Could you give back every entry below exactly, with the pictures dropped?

----- Data under study

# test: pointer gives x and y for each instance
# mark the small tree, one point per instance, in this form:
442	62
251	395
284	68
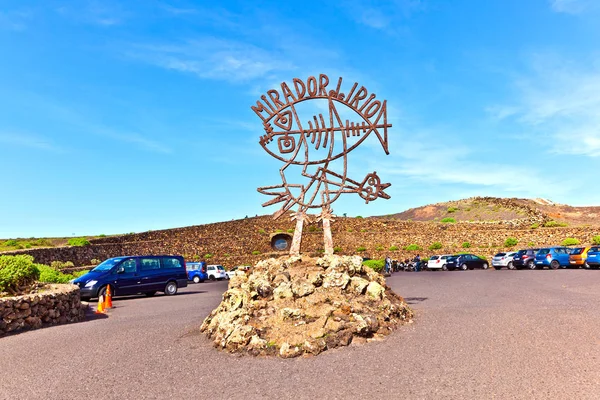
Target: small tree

----------

#### Output for this exercise
# test: pointer gives x and y for each instance
# mark the small tree, one point per instance, in this form:
442	62
251	395
284	68
Target: small tree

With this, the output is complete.